• ACTIVITY:
Work through the listing below, copying each line that carries the word "prompts".

• AVAILABLE DATA:
◆ ◆ ◆
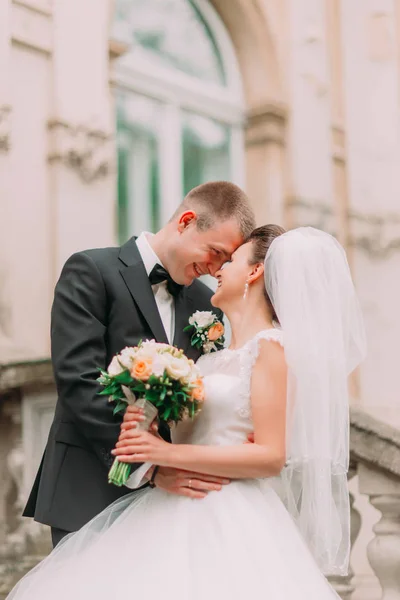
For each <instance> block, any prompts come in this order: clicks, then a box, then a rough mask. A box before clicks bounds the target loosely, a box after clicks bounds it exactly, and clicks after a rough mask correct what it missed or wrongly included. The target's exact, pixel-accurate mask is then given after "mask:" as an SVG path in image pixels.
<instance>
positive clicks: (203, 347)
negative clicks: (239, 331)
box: [183, 310, 225, 354]
mask: <svg viewBox="0 0 400 600" xmlns="http://www.w3.org/2000/svg"><path fill="white" fill-rule="evenodd" d="M183 331H192V337H191V339H190V343H191V345H192V346H194V347H195V348H197V349H198V350H200V351H202V352H203V354H209V353H210V352H217V350H221V349H222V348H223V347H224V343H225V337H224V333H225V329H224V326H223V324H222V323H221V321H219V319H218V317H217V315H215V314H214V313H213V312H212V311H210V310H196V312H194V313H193V314H192V316H191V317H190V319H189V325H187V326H186V327H185V329H184V330H183Z"/></svg>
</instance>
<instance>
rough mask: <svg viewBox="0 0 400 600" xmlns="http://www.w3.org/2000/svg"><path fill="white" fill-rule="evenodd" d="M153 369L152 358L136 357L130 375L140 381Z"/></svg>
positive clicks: (151, 373)
mask: <svg viewBox="0 0 400 600" xmlns="http://www.w3.org/2000/svg"><path fill="white" fill-rule="evenodd" d="M152 371H153V360H152V359H151V358H150V357H148V358H138V359H136V360H134V361H133V365H132V368H131V370H130V374H131V377H133V379H140V381H147V380H148V378H149V377H150V375H151V374H152Z"/></svg>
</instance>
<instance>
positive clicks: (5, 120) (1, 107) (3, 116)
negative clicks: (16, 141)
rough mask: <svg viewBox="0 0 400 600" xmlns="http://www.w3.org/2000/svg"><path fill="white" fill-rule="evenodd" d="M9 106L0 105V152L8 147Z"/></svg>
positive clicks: (9, 144)
mask: <svg viewBox="0 0 400 600" xmlns="http://www.w3.org/2000/svg"><path fill="white" fill-rule="evenodd" d="M10 130H11V106H9V105H8V104H3V105H2V106H0V153H1V152H8V151H9V149H10V137H11V136H10Z"/></svg>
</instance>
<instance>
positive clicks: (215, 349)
mask: <svg viewBox="0 0 400 600" xmlns="http://www.w3.org/2000/svg"><path fill="white" fill-rule="evenodd" d="M203 350H204V352H205V354H209V353H210V352H211V351H212V350H216V347H215V344H214V342H206V343H205V344H203Z"/></svg>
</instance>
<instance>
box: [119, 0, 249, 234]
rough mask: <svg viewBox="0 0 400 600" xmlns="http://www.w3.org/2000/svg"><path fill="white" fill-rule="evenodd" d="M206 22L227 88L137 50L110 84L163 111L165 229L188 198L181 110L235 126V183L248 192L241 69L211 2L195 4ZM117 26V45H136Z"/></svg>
mask: <svg viewBox="0 0 400 600" xmlns="http://www.w3.org/2000/svg"><path fill="white" fill-rule="evenodd" d="M190 1H191V2H192V4H194V5H195V8H196V9H197V11H198V12H199V14H200V15H201V17H202V18H203V19H204V21H205V22H206V23H207V27H208V28H209V30H210V31H211V33H212V35H213V38H214V40H215V44H216V47H217V50H218V52H219V53H220V56H221V60H222V64H223V68H224V72H225V79H226V82H225V85H222V84H221V85H217V84H214V83H212V82H208V81H204V80H200V79H198V78H196V77H194V76H191V75H189V74H186V73H183V72H181V71H179V70H178V69H173V68H168V67H167V66H164V65H160V64H155V63H154V62H153V61H152V60H151V58H150V57H149V55H148V53H146V51H145V50H143V49H142V48H140V47H139V46H136V47H135V49H134V50H133V51H132V52H129V51H128V52H127V53H126V54H125V55H123V56H122V57H120V58H119V59H118V60H117V61H116V62H115V64H114V68H113V73H112V79H111V85H112V88H113V89H114V90H115V92H117V91H120V92H121V93H123V94H126V95H127V96H129V93H134V94H138V95H141V96H147V97H149V99H153V100H156V101H158V102H159V103H160V106H161V107H162V109H161V110H162V112H163V114H162V118H161V127H160V130H159V156H160V171H159V172H160V199H159V201H160V224H161V225H164V224H165V223H166V222H167V220H168V219H169V218H170V217H171V214H172V213H173V211H174V210H175V209H176V207H177V206H178V204H179V202H180V201H181V199H182V197H183V173H182V165H183V161H182V118H181V111H189V112H194V113H197V114H199V115H202V116H204V117H208V118H211V119H214V120H216V121H218V122H220V123H222V124H224V125H227V126H229V127H230V143H229V155H230V156H229V158H230V170H231V174H230V180H231V181H233V182H234V183H236V184H237V185H239V186H241V187H244V184H245V157H244V133H243V127H244V124H245V106H244V98H243V86H242V81H241V76H240V70H239V66H238V63H237V58H236V54H235V50H234V47H233V44H232V41H231V39H230V37H229V35H228V33H227V31H226V29H225V25H224V23H223V22H222V20H221V18H220V17H219V15H218V14H217V12H216V11H215V9H214V8H213V6H212V5H211V4H210V2H208V0H190ZM120 25H121V24H118V22H115V24H114V27H113V32H112V38H113V41H116V42H122V43H123V44H128V43H129V44H131V43H132V40H131V39H129V40H128V39H127V38H126V30H125V31H124V28H123V27H121V26H120Z"/></svg>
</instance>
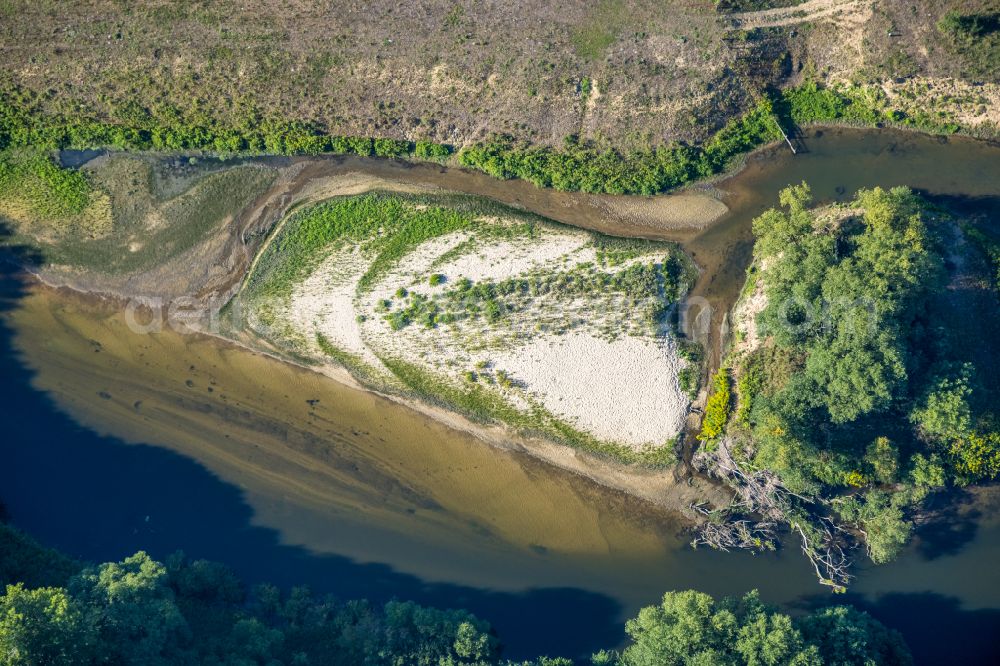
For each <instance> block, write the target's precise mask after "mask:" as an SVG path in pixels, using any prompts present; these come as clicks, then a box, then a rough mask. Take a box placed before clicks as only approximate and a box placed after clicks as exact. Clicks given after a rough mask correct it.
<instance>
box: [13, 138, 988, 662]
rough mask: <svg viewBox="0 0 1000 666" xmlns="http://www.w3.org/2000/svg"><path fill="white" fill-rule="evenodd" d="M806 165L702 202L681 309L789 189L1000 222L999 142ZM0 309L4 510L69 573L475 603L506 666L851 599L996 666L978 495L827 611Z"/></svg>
mask: <svg viewBox="0 0 1000 666" xmlns="http://www.w3.org/2000/svg"><path fill="white" fill-rule="evenodd" d="M806 144H807V146H808V148H809V152H806V153H804V154H800V155H798V156H795V157H792V156H791V155H789V154H787V151H782V150H780V149H775V150H768V151H764V152H762V153H759V154H758V155H755V156H754V157H752V158H751V159H750V160H749V161H748V164H747V166H746V168H744V169H743V170H742V171H741V172H740V173H739V174H737V175H736V176H734V177H732V178H730V179H728V180H724V181H722V182H720V183H718V184H717V185H716V186H717V187H718V188H719V189H720V190H721V191H723V192H724V193H725V195H724V198H723V200H724V201H725V203H726V204H727V205H728V206H729V207H730V209H731V211H730V212H729V213H728V214H727V215H725V216H724V217H723V218H722V219H721V220H719V221H718V222H716V223H715V224H714V225H712V226H711V227H709V228H707V229H705V230H703V231H697V232H692V231H688V232H684V233H683V234H681V235H680V236H675V238H676V239H677V240H681V241H682V242H683V243H684V247H685V248H686V249H687V250H688V251H689V252H690V253H692V255H693V256H694V258H695V260H696V261H697V262H698V263H699V265H700V266H701V267H702V268H703V270H704V278H703V279H702V281H701V282H700V283H699V285H698V286H697V288H696V291H695V293H696V295H699V296H703V297H704V298H705V299H707V301H708V302H709V303H711V304H712V305H713V307H714V308H715V312H716V316H717V317H718V316H719V315H718V313H720V312H723V311H724V310H725V309H726V307H727V305H728V304H730V303H731V302H732V300H733V299H734V298H735V295H736V294H737V293H738V291H739V289H740V287H741V286H742V281H743V276H744V272H745V269H746V265H747V261H748V259H749V252H750V248H751V238H750V233H749V222H750V220H751V219H752V218H753V216H755V215H756V214H758V213H759V212H760V211H761V210H762V209H764V208H766V207H769V206H772V205H775V204H776V202H777V192H778V190H779V189H780V188H782V187H784V186H785V185H787V184H789V183H793V182H799V181H802V180H806V181H808V182H809V183H810V185H811V186H812V188H813V191H814V193H815V194H816V197H817V199H819V200H834V199H841V198H845V197H849V196H850V195H851V193H853V191H854V190H855V189H857V188H858V187H862V186H872V185H883V186H890V185H897V184H906V185H909V186H911V187H914V188H916V189H919V190H922V191H924V192H925V193H927V194H928V195H930V196H932V197H936V198H937V200H938V201H940V202H942V203H947V204H949V205H953V206H955V207H958V208H963V209H967V210H969V211H971V212H979V213H983V214H986V215H997V214H1000V148H997V147H995V146H990V145H988V144H985V143H980V142H974V141H969V140H965V139H958V138H951V139H948V140H939V139H935V138H929V137H923V136H919V135H916V134H906V133H900V132H891V131H857V130H847V129H833V130H824V131H822V132H819V133H817V132H812V133H809V134H807V137H806ZM348 167H349V168H351V169H355V170H357V169H358V168H363V169H364V170H365V171H366V172H370V173H372V175H376V176H379V177H387V176H391V177H392V178H394V179H396V180H402V181H406V180H407V179H409V180H410V181H412V182H416V183H427V182H428V181H430V182H432V183H433V184H436V185H439V186H442V187H447V188H449V189H455V190H461V191H469V192H472V193H476V194H481V195H484V196H492V197H494V198H497V199H500V200H504V201H506V202H508V203H518V204H520V205H523V206H525V207H526V208H529V209H531V210H537V211H538V212H541V213H545V212H546V209H545V206H546V205H547V204H546V203H545V202H551V201H552V200H553V197H557V198H559V199H562V198H564V197H565V198H567V199H566V201H571V200H572V197H573V195H568V194H557V193H542V194H539V193H538V192H539V191H538V190H535V189H534V188H533V187H531V186H529V185H527V184H525V183H502V182H499V181H493V180H490V179H488V178H485V177H484V176H482V175H480V174H468V173H465V172H460V171H458V172H454V171H452V172H449V171H447V170H442V169H439V168H436V167H426V166H421V167H413V166H406V165H401V164H398V163H392V162H378V161H374V160H369V161H364V162H358V161H355V162H351V163H349V164H344V165H343V168H348ZM435 174H436V175H435ZM479 183H486V185H483V186H479V185H477V184H479ZM505 188H506V189H505ZM512 192H513V194H511V193H512ZM561 205H562V204H561ZM595 210H596V209H595ZM549 212H550V213H551V212H552V211H551V210H550V211H549ZM593 214H594V215H597V213H593ZM553 216H557V215H553ZM595 220H596V222H595V224H598V225H599V224H606V221H602V220H600V219H596V218H595ZM590 226H594V225H590ZM630 231H631V232H632V233H639V232H638V231H636V230H630ZM3 296H4V299H3V306H4V312H3V323H4V328H3V332H2V339H3V342H4V344H5V347H4V349H5V354H4V356H3V360H2V364H3V378H4V388H3V389H2V392H0V396H2V398H3V400H2V405H0V414H2V416H3V418H4V423H5V424H6V425H5V429H4V430H5V436H4V437H3V444H2V445H0V456H2V458H0V459H2V461H3V462H2V465H0V499H2V501H3V502H4V503H5V505H6V511H7V514H8V515H9V517H10V519H11V520H12V521H13V522H14V523H15V524H16V525H19V526H21V527H22V528H24V529H25V530H27V531H28V532H30V533H32V534H34V535H36V536H37V537H39V538H40V539H42V540H43V541H44V542H46V543H49V544H51V545H54V546H58V547H60V548H63V549H65V550H67V551H68V552H71V553H73V554H76V555H78V556H81V557H84V558H89V559H93V560H108V559H117V558H121V557H123V556H125V555H127V554H130V553H131V552H134V551H135V550H138V549H145V550H148V551H150V552H151V553H153V554H154V555H155V556H158V557H163V556H165V555H166V554H168V553H169V552H171V551H172V550H175V549H178V548H180V549H183V550H185V551H186V552H187V553H188V555H190V556H193V557H205V558H209V559H217V560H220V561H223V562H226V563H227V564H229V565H231V566H232V567H233V568H234V569H236V570H237V572H239V573H240V574H241V575H242V576H244V577H245V578H247V579H248V580H252V581H259V580H270V581H274V582H277V583H279V584H282V585H292V584H299V583H305V584H308V585H310V586H311V587H313V588H314V589H317V590H322V591H331V592H334V593H335V594H337V595H338V596H340V597H343V598H350V597H359V596H367V597H371V598H374V599H387V598H390V597H392V596H398V597H400V598H412V599H416V600H418V601H421V602H423V603H429V604H435V605H441V606H461V607H466V608H469V609H471V610H473V611H474V612H476V613H477V614H479V615H481V616H482V617H484V618H487V619H489V620H490V621H491V622H492V623H493V624H494V626H496V627H497V629H498V631H499V633H500V636H501V639H502V640H503V641H504V643H505V645H506V646H507V655H508V656H510V657H527V656H533V655H535V654H540V653H549V654H563V655H567V656H581V655H586V654H588V653H589V652H590V651H592V650H595V649H598V648H600V647H613V646H615V645H616V644H617V643H619V641H620V640H621V638H622V624H623V621H624V619H625V618H626V617H629V616H631V615H633V614H634V613H635V612H636V610H637V609H638V608H639V607H640V606H642V605H646V604H650V603H654V602H655V601H656V600H657V598H658V597H659V596H660V595H662V593H663V592H664V591H666V590H670V589H687V588H694V589H699V590H703V591H706V592H710V593H713V594H740V593H743V592H745V591H746V590H749V589H752V588H759V589H760V590H761V593H762V596H763V597H764V598H765V599H766V600H768V601H772V602H774V603H778V604H781V605H783V606H784V607H785V608H786V609H788V610H790V611H798V610H802V609H805V608H808V607H810V606H813V605H816V604H824V603H837V602H841V601H849V602H852V603H856V604H857V605H859V606H860V607H862V608H865V609H867V610H870V611H872V612H873V613H875V614H876V615H877V616H878V617H879V618H880V619H882V620H883V621H885V622H886V623H887V624H889V625H890V626H894V627H897V628H899V629H900V630H901V631H903V632H904V634H905V636H906V638H907V640H908V641H909V642H910V644H911V646H912V647H913V649H914V651H915V653H916V655H917V656H918V659H919V661H920V662H922V663H938V662H939V661H941V660H943V659H944V658H945V655H948V656H949V657H950V659H949V661H952V660H953V659H955V658H959V657H961V658H964V660H965V662H966V663H976V662H978V663H992V662H993V661H995V658H996V656H997V655H998V654H1000V646H998V643H997V641H998V640H1000V639H998V635H1000V632H998V629H1000V574H998V573H997V567H996V563H997V562H998V561H1000V559H998V558H1000V493H998V492H995V491H994V490H993V489H980V490H977V491H976V492H975V493H968V492H966V493H956V494H954V495H952V496H950V497H946V498H940V499H939V500H938V502H937V509H938V510H939V513H940V515H941V516H943V518H942V519H940V520H938V521H936V522H934V523H931V524H929V525H927V526H925V527H923V528H921V530H920V531H919V534H918V537H917V538H916V539H915V540H914V543H913V545H912V546H911V547H910V548H909V549H908V550H907V552H906V553H905V554H904V556H903V557H902V558H900V560H899V561H897V562H895V563H893V564H890V565H886V566H882V567H871V566H865V565H861V566H859V567H858V569H857V574H858V578H857V580H856V582H855V584H854V585H853V586H852V588H851V591H850V593H849V594H848V595H847V596H846V597H833V596H832V595H830V594H828V593H827V592H826V591H825V588H822V587H820V586H819V585H818V584H817V583H816V581H815V579H814V577H813V574H812V571H811V569H810V567H809V564H808V562H807V561H806V560H805V559H804V558H802V557H801V556H800V555H799V554H798V553H797V552H796V545H795V544H794V543H791V542H790V543H789V544H787V545H786V547H785V548H783V549H782V550H781V551H779V552H778V553H775V554H769V555H763V556H751V555H746V554H725V553H716V552H707V551H702V550H700V551H697V552H695V551H692V549H691V548H689V547H688V546H687V542H688V537H687V536H686V535H685V534H684V533H683V532H682V523H681V522H679V521H678V518H677V516H676V515H674V514H672V513H671V512H669V511H667V510H665V509H661V508H657V507H654V506H652V505H650V504H648V503H646V502H643V501H641V500H638V499H634V498H632V497H629V496H627V495H625V494H622V493H619V492H615V491H610V490H608V489H605V488H603V487H601V486H598V485H597V484H595V483H593V482H591V481H589V480H587V479H584V478H582V477H579V476H576V475H573V474H570V473H568V472H565V471H562V470H560V469H557V468H554V467H551V466H549V465H546V464H543V463H541V462H538V461H537V460H535V459H533V458H531V457H529V456H527V455H524V454H520V453H515V452H509V451H503V450H499V449H496V448H494V447H490V446H488V445H485V444H484V443H483V442H481V441H479V440H477V439H476V438H474V437H473V436H471V435H469V434H466V433H463V432H459V431H455V430H452V429H449V428H448V427H446V426H444V425H442V424H440V423H437V422H434V421H431V420H430V419H428V418H427V417H425V416H423V415H421V414H418V413H416V412H414V411H412V410H410V409H408V408H406V407H403V406H401V405H399V404H396V403H393V402H390V401H387V400H384V399H382V398H379V397H377V396H373V395H371V394H368V393H365V392H362V391H359V390H356V389H353V388H349V387H346V386H343V385H341V384H338V383H335V382H333V381H331V380H330V379H328V378H326V377H323V376H320V375H318V374H316V373H313V372H311V371H308V370H304V369H301V368H297V367H293V366H290V365H288V364H285V363H282V362H280V361H277V360H274V359H271V358H268V357H265V356H261V355H259V354H255V353H252V352H248V351H246V350H244V349H241V348H238V347H235V346H232V345H229V344H226V343H224V342H221V341H219V340H216V339H214V338H209V337H205V336H198V335H180V334H178V333H176V332H174V331H171V330H169V329H164V330H162V331H159V332H156V333H151V334H147V335H137V334H136V333H133V332H132V331H131V330H130V329H129V327H128V326H126V325H125V321H124V318H123V315H122V314H121V313H120V312H118V311H116V310H114V309H113V308H110V307H108V306H107V305H104V304H100V303H97V302H95V301H94V300H93V299H90V298H86V297H81V296H75V295H70V294H67V293H65V292H61V291H55V290H51V289H46V288H39V287H36V286H32V285H25V284H23V283H21V282H20V281H17V280H15V279H12V278H6V279H5V281H4V290H3ZM990 343H995V341H990ZM946 636H947V638H945V637H946Z"/></svg>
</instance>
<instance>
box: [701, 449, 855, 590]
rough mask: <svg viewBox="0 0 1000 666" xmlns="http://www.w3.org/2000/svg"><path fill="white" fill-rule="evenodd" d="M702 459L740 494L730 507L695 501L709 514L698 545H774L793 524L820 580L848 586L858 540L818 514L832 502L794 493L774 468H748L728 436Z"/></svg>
mask: <svg viewBox="0 0 1000 666" xmlns="http://www.w3.org/2000/svg"><path fill="white" fill-rule="evenodd" d="M697 464H699V466H701V467H702V469H705V470H706V471H708V472H709V473H711V474H714V475H715V476H717V477H719V478H720V479H722V480H724V481H725V482H726V483H727V484H728V485H729V486H730V487H731V488H733V490H734V491H735V492H736V496H735V498H734V499H733V501H732V503H731V504H730V506H729V507H728V508H725V509H716V510H712V509H709V508H707V507H706V506H704V505H703V504H699V505H694V504H692V505H691V509H693V510H694V511H696V512H698V513H700V514H702V515H704V516H706V517H708V518H709V520H708V522H706V523H705V524H704V525H703V526H701V527H700V528H699V529H698V532H697V534H696V536H695V538H694V539H693V540H692V542H691V545H692V546H694V547H697V546H699V545H707V546H710V547H712V548H716V549H718V550H723V551H727V552H728V551H729V550H731V549H742V550H752V551H755V552H759V551H762V550H773V549H774V547H775V536H774V535H775V530H776V528H777V526H778V525H779V524H787V525H788V526H789V527H790V528H791V529H792V531H793V532H795V533H797V534H798V535H799V538H800V539H801V545H802V553H803V554H804V555H805V556H806V558H807V559H808V560H809V562H810V563H812V565H813V569H814V570H815V571H816V577H817V578H818V579H819V581H820V583H822V584H823V585H828V586H830V587H832V588H833V589H834V590H836V591H838V592H843V591H845V590H846V589H847V584H848V583H849V582H850V580H851V575H850V574H849V573H848V572H849V570H850V566H851V560H850V558H848V556H847V554H846V553H845V551H844V547H845V546H847V547H848V548H852V547H853V546H854V544H855V542H854V539H853V535H852V534H851V532H850V531H848V530H846V529H844V528H843V527H841V526H839V525H837V524H836V523H835V522H834V521H833V520H831V519H829V518H827V517H825V516H821V515H816V514H817V512H816V510H815V507H817V506H820V505H825V504H826V502H817V501H816V499H815V498H811V497H806V496H804V495H801V494H798V493H795V492H792V491H791V490H789V489H788V488H786V487H785V485H784V484H783V483H782V482H781V479H780V478H779V477H778V475H777V474H775V473H773V472H770V471H768V470H744V469H743V468H742V467H741V466H740V465H739V463H737V462H736V461H735V460H734V458H733V456H732V453H731V451H730V442H729V441H728V440H725V439H724V440H723V441H722V442H721V443H720V444H719V448H718V450H717V451H714V452H710V453H709V452H703V453H702V454H700V456H699V460H698V461H697ZM806 507H809V509H808V510H806ZM746 516H753V517H754V518H755V519H754V520H751V519H749V518H747V517H746Z"/></svg>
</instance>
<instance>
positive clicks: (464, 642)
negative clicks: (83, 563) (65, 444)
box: [0, 525, 499, 666]
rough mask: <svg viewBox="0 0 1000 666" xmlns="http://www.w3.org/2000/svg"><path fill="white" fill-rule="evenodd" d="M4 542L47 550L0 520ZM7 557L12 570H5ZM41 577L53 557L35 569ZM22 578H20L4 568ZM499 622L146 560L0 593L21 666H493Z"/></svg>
mask: <svg viewBox="0 0 1000 666" xmlns="http://www.w3.org/2000/svg"><path fill="white" fill-rule="evenodd" d="M0 537H3V538H4V539H5V541H6V542H7V543H11V542H12V541H14V542H18V543H19V544H20V545H19V546H18V548H24V547H25V544H27V551H32V550H35V551H37V550H39V547H38V546H37V545H35V544H32V543H30V541H31V540H30V539H26V538H25V537H23V536H21V535H18V533H17V532H16V531H14V530H12V529H11V528H9V527H7V526H4V525H0ZM6 563H7V562H6V561H5V562H3V563H2V564H4V565H6ZM35 564H36V566H35V569H36V571H37V572H38V573H35V574H33V575H34V577H35V578H38V577H39V576H43V574H42V573H41V572H42V571H43V570H44V569H45V564H44V562H37V563H35ZM0 576H3V578H4V579H5V580H8V581H10V580H12V577H13V576H12V572H11V571H10V570H7V569H0ZM498 655H499V650H498V642H497V639H496V638H495V637H494V636H493V634H492V633H491V632H490V628H489V625H488V624H486V623H484V622H482V621H481V620H479V619H477V618H475V617H474V616H472V615H470V614H469V613H467V612H465V611H461V610H437V609H433V608H425V607H421V606H418V605H416V604H414V603H412V602H399V601H392V602H389V603H387V604H385V605H384V606H382V607H377V606H374V605H372V604H370V603H368V602H366V601H349V602H346V603H342V602H337V601H335V600H334V599H332V598H328V597H327V598H321V597H317V596H314V595H312V594H310V592H309V591H308V590H307V589H305V588H295V589H293V590H292V591H291V593H289V594H284V593H282V592H281V591H279V590H278V589H277V588H275V587H273V586H270V585H260V586H257V587H255V588H253V589H251V590H247V589H246V588H245V586H244V585H243V583H242V582H241V581H239V580H238V579H237V578H236V577H235V576H234V575H233V574H232V572H230V571H229V570H228V569H227V568H225V567H224V566H222V565H219V564H215V563H212V562H206V561H204V560H196V561H189V560H186V559H184V558H183V557H182V556H172V557H171V558H169V559H168V561H167V562H166V563H165V564H164V563H161V562H157V561H155V560H152V559H151V558H150V557H149V556H148V555H146V554H145V553H137V554H136V555H133V556H132V557H129V558H126V559H125V560H124V561H122V562H117V563H108V564H102V565H100V566H96V567H86V568H83V569H79V568H77V570H75V571H74V572H72V573H69V572H63V579H62V581H59V582H57V581H51V586H50V587H37V588H33V587H30V586H26V585H24V584H22V583H13V584H10V585H9V586H8V587H7V588H6V592H5V593H4V594H0V663H2V664H5V665H8V664H9V665H14V664H18V665H20V664H25V665H28V664H61V665H71V664H106V663H113V664H137V665H138V664H143V665H146V664H232V665H234V666H235V665H236V664H240V665H249V664H272V665H277V664H344V665H345V666H347V665H350V666H354V665H356V664H372V665H375V664H385V665H392V666H395V665H397V664H427V665H428V666H429V665H432V664H433V665H435V666H437V665H439V664H450V665H456V666H457V665H458V664H485V663H496V662H497V659H498Z"/></svg>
◆ ◆ ◆
• SOLUTION TO THIS PROBLEM:
For each <instance> block, any prompts come in this order: clicks, then a box, then a rough mask. A box before clicks bounds the target loosely, a box after clicks bounds it exactly, and clicks after a rough mask correct what it missed or wrongly included. The target's exact, pixel-accurate mask is then given after "mask:" as an SVG path in image pixels.
For each <instance> block, write the target's precise mask after "mask:" as an SVG path in pixels, using any prompts present; these come as clicks, then a box, then a rough mask. Take a box placed before clicks as only approximate and a box placed after clicks as exact. Clicks given after a rough mask correct it.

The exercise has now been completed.